(Records from a data source)
- - -

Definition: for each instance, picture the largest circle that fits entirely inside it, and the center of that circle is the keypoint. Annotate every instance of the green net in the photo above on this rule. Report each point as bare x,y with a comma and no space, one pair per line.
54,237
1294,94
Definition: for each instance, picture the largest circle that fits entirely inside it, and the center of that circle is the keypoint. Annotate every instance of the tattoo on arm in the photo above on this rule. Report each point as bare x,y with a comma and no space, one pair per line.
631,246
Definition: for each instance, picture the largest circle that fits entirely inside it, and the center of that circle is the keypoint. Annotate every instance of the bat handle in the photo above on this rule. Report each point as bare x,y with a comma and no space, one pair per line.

- - -

- INSTRUCTION:
Repeat the material above in full, exactly as it stands.

- OUTPUT FOR THIS EXERCISE:
Definition: for each instance, picture the largest circle that fits entirely inside it, and the center of that circle is the keypoint. Annotate every instance of the green net in the photo above on this rule. Report each point as bare x,y with a comma and no space, one pair per line.
54,237
1294,94
Definition: for each instance, picture the largest circle that fits entirely inside it, and the center of that circle is the keypoint. Annotate every instance of the tattoo on arm in the photo above on this rule. Report each point as bare x,y with a comma and no space, one pair per line.
631,246
Definition: for each instance, picture the largest circle that fits entirely inside it, and the center of that circle is the keypoint. Annotate every instance of the bat handle in the photo above on this rule. Report each point as bare x,y with a comma and no space, one pair per line.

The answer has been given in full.